Task details:
Output every line of the items below as a Markdown table with columns No. and Line, numbering rows in order and omitting blank lines.

Entries supplied:
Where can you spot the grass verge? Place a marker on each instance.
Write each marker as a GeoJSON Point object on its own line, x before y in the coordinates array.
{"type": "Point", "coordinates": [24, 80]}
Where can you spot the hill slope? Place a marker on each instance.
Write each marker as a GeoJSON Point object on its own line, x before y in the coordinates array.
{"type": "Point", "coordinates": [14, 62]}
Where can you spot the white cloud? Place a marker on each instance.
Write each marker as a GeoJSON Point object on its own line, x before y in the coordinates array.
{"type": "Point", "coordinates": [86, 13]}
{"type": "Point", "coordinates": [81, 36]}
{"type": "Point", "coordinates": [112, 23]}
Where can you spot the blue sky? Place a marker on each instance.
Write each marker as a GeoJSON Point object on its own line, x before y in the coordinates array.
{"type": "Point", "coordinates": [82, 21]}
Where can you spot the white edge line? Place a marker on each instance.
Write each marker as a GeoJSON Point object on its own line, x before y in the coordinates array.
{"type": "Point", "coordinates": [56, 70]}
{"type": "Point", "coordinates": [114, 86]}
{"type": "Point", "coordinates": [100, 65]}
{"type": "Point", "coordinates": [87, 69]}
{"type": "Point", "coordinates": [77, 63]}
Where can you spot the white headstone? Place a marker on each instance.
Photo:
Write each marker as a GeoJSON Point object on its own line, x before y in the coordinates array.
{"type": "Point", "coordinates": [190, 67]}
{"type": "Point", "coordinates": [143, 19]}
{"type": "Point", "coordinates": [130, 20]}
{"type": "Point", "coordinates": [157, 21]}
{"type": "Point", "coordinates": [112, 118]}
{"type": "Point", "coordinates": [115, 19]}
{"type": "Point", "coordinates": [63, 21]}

Output of the exercise:
| No. | Line |
|---|---|
| 1 | Where can you spot the grass verge? Place a marker on each instance. |
| 2 | Write each marker as a GeoJSON Point object on its own line, x before y in the coordinates array. |
| 3 | {"type": "Point", "coordinates": [24, 80]} |
| 4 | Where can you spot the hill slope? Place a marker on each instance. |
| 5 | Write each marker as a GeoJSON Point object on its own line, x before y in the coordinates array. |
| 6 | {"type": "Point", "coordinates": [14, 62]} |
| 7 | Where can you spot the white cloud? Place a marker on each instance. |
| 8 | Write each marker as a GeoJSON Point object on its own line, x before y in the coordinates array. |
| 9 | {"type": "Point", "coordinates": [86, 13]} |
| 10 | {"type": "Point", "coordinates": [81, 36]} |
| 11 | {"type": "Point", "coordinates": [112, 23]} |
| 12 | Where can you spot the blue sky? Place a marker on each instance. |
| 13 | Write each marker as a GeoJSON Point object on its own line, x before y in the coordinates array. |
| 14 | {"type": "Point", "coordinates": [82, 21]} |
| 15 | Where can you spot the white edge line? Place a marker on each instance. |
| 16 | Write each marker as a GeoJSON Point object on its own line, x before y in the coordinates array. |
| 17 | {"type": "Point", "coordinates": [56, 70]} |
| 18 | {"type": "Point", "coordinates": [114, 86]} |
| 19 | {"type": "Point", "coordinates": [100, 65]} |
| 20 | {"type": "Point", "coordinates": [87, 69]} |
| 21 | {"type": "Point", "coordinates": [77, 63]} |
| 22 | Where can you spot the white headstone? Place a marker on each instance. |
| 23 | Photo: |
| 24 | Write each marker as a GeoJSON Point object on its own line, x before y in the coordinates array. |
| 25 | {"type": "Point", "coordinates": [190, 67]} |
| 26 | {"type": "Point", "coordinates": [143, 19]} |
| 27 | {"type": "Point", "coordinates": [130, 20]} |
| 28 | {"type": "Point", "coordinates": [157, 21]} |
| 29 | {"type": "Point", "coordinates": [112, 118]} |
| 30 | {"type": "Point", "coordinates": [115, 19]} |
| 31 | {"type": "Point", "coordinates": [63, 21]} |